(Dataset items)
=== Begin Enclosure ===

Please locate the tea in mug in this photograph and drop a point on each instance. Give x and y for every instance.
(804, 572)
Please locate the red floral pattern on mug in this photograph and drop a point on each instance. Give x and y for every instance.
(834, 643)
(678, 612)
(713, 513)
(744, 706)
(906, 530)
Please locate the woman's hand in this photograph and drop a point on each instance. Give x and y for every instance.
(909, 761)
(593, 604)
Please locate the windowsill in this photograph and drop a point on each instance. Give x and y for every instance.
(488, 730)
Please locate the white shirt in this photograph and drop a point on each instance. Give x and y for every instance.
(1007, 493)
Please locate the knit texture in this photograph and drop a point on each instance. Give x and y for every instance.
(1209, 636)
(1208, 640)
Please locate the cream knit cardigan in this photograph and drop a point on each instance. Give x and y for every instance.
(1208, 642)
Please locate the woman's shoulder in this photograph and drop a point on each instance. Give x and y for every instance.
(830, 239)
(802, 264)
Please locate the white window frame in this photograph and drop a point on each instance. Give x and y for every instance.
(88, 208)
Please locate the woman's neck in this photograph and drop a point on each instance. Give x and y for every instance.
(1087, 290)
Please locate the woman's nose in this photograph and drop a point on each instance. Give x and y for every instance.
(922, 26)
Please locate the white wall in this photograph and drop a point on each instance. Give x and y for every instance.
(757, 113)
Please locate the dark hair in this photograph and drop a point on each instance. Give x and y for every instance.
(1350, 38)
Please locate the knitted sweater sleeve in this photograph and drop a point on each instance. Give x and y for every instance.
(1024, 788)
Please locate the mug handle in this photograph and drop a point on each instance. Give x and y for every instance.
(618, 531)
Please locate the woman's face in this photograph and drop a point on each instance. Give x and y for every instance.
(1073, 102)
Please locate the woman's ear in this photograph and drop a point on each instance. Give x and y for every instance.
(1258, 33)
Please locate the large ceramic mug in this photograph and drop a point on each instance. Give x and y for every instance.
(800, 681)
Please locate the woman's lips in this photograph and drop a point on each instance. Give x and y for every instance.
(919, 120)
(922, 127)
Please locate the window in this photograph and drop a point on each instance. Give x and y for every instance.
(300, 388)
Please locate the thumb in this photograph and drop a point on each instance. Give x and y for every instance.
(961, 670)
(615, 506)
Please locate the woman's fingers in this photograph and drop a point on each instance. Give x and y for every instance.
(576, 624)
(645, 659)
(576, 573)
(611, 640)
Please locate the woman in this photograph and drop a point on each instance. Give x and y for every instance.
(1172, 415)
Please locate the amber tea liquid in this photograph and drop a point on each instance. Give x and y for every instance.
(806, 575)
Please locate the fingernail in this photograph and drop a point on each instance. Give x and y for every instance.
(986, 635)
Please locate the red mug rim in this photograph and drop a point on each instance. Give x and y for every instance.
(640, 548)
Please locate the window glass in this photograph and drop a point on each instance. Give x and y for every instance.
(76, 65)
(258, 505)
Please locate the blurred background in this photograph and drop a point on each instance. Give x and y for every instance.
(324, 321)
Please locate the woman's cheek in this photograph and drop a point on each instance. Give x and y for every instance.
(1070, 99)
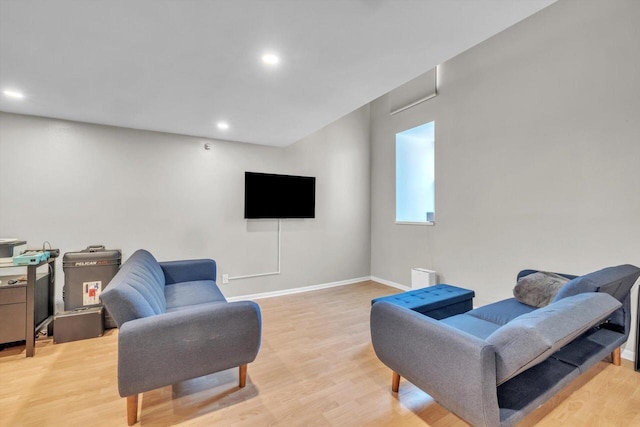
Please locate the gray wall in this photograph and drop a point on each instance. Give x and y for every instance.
(76, 184)
(537, 154)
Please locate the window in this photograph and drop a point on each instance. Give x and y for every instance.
(415, 178)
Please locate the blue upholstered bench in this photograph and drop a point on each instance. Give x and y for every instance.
(437, 301)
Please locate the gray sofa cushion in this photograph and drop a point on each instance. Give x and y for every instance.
(501, 312)
(137, 290)
(471, 325)
(186, 294)
(531, 338)
(539, 288)
(616, 281)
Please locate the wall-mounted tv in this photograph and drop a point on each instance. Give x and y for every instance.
(279, 196)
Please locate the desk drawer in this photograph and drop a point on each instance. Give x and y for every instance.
(13, 294)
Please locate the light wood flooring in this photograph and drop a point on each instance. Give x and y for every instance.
(316, 367)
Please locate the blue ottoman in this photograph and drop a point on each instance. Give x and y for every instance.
(437, 301)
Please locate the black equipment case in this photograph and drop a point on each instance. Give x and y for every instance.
(78, 324)
(86, 274)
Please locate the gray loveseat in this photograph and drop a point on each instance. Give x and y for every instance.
(495, 364)
(175, 325)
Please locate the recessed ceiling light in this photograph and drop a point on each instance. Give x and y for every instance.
(13, 94)
(270, 59)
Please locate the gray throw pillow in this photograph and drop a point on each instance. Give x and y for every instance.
(538, 289)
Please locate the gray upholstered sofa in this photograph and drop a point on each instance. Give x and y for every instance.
(495, 364)
(175, 325)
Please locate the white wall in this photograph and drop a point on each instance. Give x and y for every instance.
(537, 155)
(76, 184)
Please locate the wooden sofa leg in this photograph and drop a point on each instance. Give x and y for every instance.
(395, 382)
(132, 409)
(615, 357)
(243, 376)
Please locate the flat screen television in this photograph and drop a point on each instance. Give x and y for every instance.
(279, 196)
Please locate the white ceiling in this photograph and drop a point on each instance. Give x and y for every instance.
(181, 66)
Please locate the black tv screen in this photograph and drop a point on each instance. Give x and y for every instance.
(279, 196)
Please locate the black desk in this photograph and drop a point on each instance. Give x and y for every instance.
(27, 308)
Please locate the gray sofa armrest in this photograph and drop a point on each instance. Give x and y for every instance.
(188, 270)
(457, 369)
(168, 348)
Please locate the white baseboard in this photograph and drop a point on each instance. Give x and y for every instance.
(628, 354)
(390, 283)
(299, 290)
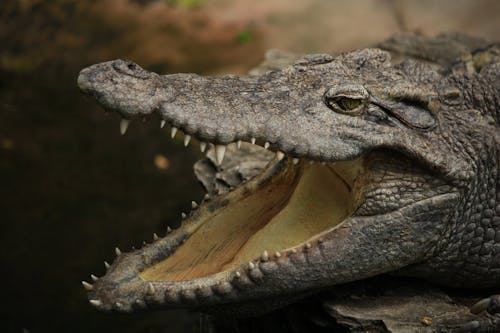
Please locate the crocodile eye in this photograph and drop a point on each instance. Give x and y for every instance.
(348, 99)
(347, 104)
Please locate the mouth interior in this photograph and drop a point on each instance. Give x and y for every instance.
(269, 214)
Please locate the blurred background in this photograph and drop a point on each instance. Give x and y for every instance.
(71, 188)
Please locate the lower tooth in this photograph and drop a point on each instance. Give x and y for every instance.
(124, 125)
(187, 138)
(173, 131)
(220, 150)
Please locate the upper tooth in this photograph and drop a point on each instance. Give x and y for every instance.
(220, 150)
(124, 125)
(87, 285)
(203, 146)
(173, 131)
(187, 138)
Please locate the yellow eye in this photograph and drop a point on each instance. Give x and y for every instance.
(350, 99)
(348, 104)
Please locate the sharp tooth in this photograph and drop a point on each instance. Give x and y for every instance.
(220, 150)
(95, 302)
(151, 289)
(203, 146)
(173, 131)
(87, 285)
(187, 138)
(124, 125)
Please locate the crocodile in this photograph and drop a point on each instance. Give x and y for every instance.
(380, 160)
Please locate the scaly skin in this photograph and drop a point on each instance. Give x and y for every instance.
(429, 134)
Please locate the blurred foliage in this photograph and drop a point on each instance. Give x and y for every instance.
(244, 36)
(190, 4)
(161, 35)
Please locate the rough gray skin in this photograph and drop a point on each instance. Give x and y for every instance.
(431, 204)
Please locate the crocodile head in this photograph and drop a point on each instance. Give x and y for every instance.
(366, 178)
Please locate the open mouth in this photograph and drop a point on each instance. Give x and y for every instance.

=== End Enclosure ===

» **EXERCISE AIM**
Reproduce the data exactly as it appears above. Pictures are to be left out.

» **YOUR RESPONSE**
Please locate the tea in mug in this photograph and drop a point on each instance. Give x and y for every instance.
(804, 572)
Please locate the red floral pattern on mug in this photograph and drop a point on each instance. Give x and y for every instance.
(834, 643)
(678, 612)
(713, 513)
(744, 706)
(906, 530)
Please locate the woman's hand in this photograph and drop a point on each instance. Give x and y for every instance.
(909, 761)
(593, 604)
Please locate the windowsill in this photograph and drop a point on each instance. Give x and y for every instance.
(488, 730)
Please locate the white shirt in this photograph and drop a point on each instance. Give x and y for every instance.
(1007, 493)
Please locate the knit texture in this photograph and drop a point on each instance. Give x and y for every instance.
(1209, 636)
(1208, 640)
Please locate the cream knit cardigan in this photograph and drop a point on each instance. Give x and y for every instance.
(1208, 642)
Please locate the woman's shoulder in this photograph and drop a point on each instance. Give x and y for every instance.
(830, 239)
(802, 264)
Please locate the white window frame in this photograph and drop a point on each instance. Give x and y for every instance.
(88, 208)
Please locate the woman's neck in this photograph and drop a point on each instance. Give x and y for every instance.
(1087, 290)
Please locate the woman's nose in this photograph and drop a point on each instance. Give x and y for every instance.
(922, 26)
Please locate the white wall in this photograph and drop a point on each instance. Give x and y for every instance.
(757, 113)
Please locate the dark hair in this photograph and drop a point on each instance. Give x and y for every instance.
(1350, 38)
Please locate the knitted sweater sleeve in this photograph and drop a point on each instance. Give x and y for every instance.
(1024, 788)
Please locate the mug handle in this photograph and drop a point on each instance. Give x and y for every instance.
(618, 531)
Please locate the woman's face in this photograph and drop a point on each instance. Give x and y for every instance.
(1073, 102)
Please locate the woman's ear in this photograph and drop a point on each instance. Give x and y for every instance.
(1258, 33)
Please locate the large ceramic mug in this photograph and drop a point on each instance. Give x and y for every instance.
(800, 681)
Please locate the woman's lips in this photograph and drop a point on each instance. Give x and y for every instance.
(919, 120)
(922, 127)
Please locate the window in this photograph and drop a point on each instance. Give x and y for every instance.
(300, 388)
Please locate the thumb in this photograph and drop a point on each instance. Give x and y for every instance.
(961, 670)
(615, 506)
Please locate the woman's fingers in this photograph and drop a point on each instance. Give x and y for every instance.
(576, 624)
(645, 659)
(576, 573)
(611, 640)
Please locate the woman in this photograph and drop a point on each instance. Give x and y for every instance.
(1172, 415)
Please locate the amber tea liquid in this photograph and drop a point on each instance. Give x and y for every instance.
(806, 575)
Please locate the fingernail in this photograph and drop a point on each instance. Give x and y for every instance.
(986, 635)
Please locate the red mug rim in this photograph and drop a point on each instance. Give x and y for every instance.
(640, 548)
Please locate the window glass in this photograph and drop a point on each instance. Give x and y for every instance.
(76, 65)
(258, 505)
Please locate the blurred background in this photograph and drop a point on each instance. Give x and y for every instance.
(324, 321)
Please locate the woman's cheek in this photograph and drop a point on each instance. Give x and y for every instance.
(1070, 99)
Please locate the gray wall in this photograph and drop a point on each instance. Give x and y for every instance.
(76, 184)
(537, 154)
Please locate the window in this photograph and drop a point on each instance. Give x and y for every instance.
(415, 178)
Please locate the blue upholstered bench in this photograph and drop a point on each instance. Give x and y for every instance.
(437, 301)
Please locate the gray sofa cushion in this photograph and drop a point on each instance. Give x and y for every instance.
(501, 312)
(137, 290)
(471, 325)
(186, 294)
(531, 338)
(539, 288)
(616, 281)
Please locate the wall-mounted tv in this photograph and drop a point on each instance. Give x and y for every instance.
(279, 196)
Please locate the desk drawer in this photograph and drop a point on each instance. Give x and y for every instance.
(13, 294)
Please locate the light wood flooring in this photograph and drop a point on each instance. Give x and y for every instance.
(316, 367)
Please locate the blue ottoman in this photograph and drop a point on each instance. Give x and y for every instance.
(437, 301)
Please locate the black equipment case in this photograph and drop a point on each instance. Give x and y for every instance.
(78, 324)
(86, 274)
Please locate the gray loveseat in this photograph and drop a point on each instance. Give x and y for every instance.
(495, 364)
(175, 325)
Please locate the recessed ceiling light in this photograph and drop a point on each instance. Give x and y for every instance.
(13, 94)
(270, 59)
Please locate the gray throw pillow in this photograph and drop a point on each instance. Give x and y for every instance.
(538, 289)
Please locate the gray upholstered sofa in this photograph and drop a point on each instance. Give x and y for every instance.
(495, 364)
(175, 325)
Please locate the white wall in this photograph and drop a point on each instance. Give x and y for every instance.
(537, 155)
(76, 184)
Please locate the wooden sofa leg in this photograph and drop a point on each instance. Give x and y for every instance.
(395, 382)
(132, 409)
(615, 357)
(243, 376)
Please locate the flat screen television in this photograph and drop a point on each instance. Give x and y for every instance.
(279, 196)
Please locate the white ceiling in this photograph and drop a point on each instance. Give x and y for every instance.
(181, 66)
Please locate the black tv screen in this photograph and drop a point on each instance. Give x and y for every instance.
(279, 196)
Please locate the black desk in this photograph and drop a point on each instance. Give x and y for every instance.
(27, 308)
Please locate the gray sofa armrest in this photograph and drop a point on each instance. Give x and y for every instance.
(188, 270)
(457, 369)
(168, 348)
Please locate the white baseboard in this photograph and drop a point on each instance. Give x and y for every instance.
(628, 354)
(390, 283)
(299, 290)
Please locate the crocodile eye in this photograph and drop a point on each instance. Give x and y for every instance.
(348, 99)
(347, 104)
Please locate the mouth interior in this photograph and drop a point on each instance. Give x and y for every instance.
(269, 214)
Please locate the blurred background in this photograph and drop a point on each instance. Give x and y for every instance.
(71, 188)
Please locate the lower tooth in this photograph and drop a point on each instance. Give x and y for every instance.
(124, 125)
(187, 138)
(173, 131)
(220, 150)
Please locate the upper tooth in this photograph and drop a point on each instance. Give x and y for every instance.
(220, 150)
(124, 125)
(87, 285)
(203, 146)
(173, 131)
(187, 138)
Please locate the yellow eye in this photograph and drop a point on each instance. Give x and y for every instance.
(350, 99)
(348, 104)
Please locate the sharp tooth in this photograph and drop a point on each instance. Give x and y for every instance.
(220, 150)
(95, 302)
(151, 289)
(203, 146)
(173, 131)
(87, 285)
(187, 138)
(124, 125)
Please locate the crocodile in this photograph and drop a point on each instance. Give x and y for every instance.
(380, 160)
Please locate the scaly skin in this photograph and drop a point on each instance. Give x and y for every instance.
(429, 134)
Please locate the blurred foliage in this photograph and drop a point on each instance. Give x and y for every instance.
(244, 36)
(190, 4)
(161, 35)
Please locate the rough gray skin in this photograph and drop a point on each instance. Give x and y for every instance.
(431, 204)
Please locate the crocodile head in this photograph and drop a point on each instance. Give x and y for every instance.
(366, 178)
Please locate the open mouth in this photograph and drop a point on each instance. Give x and y for every instance.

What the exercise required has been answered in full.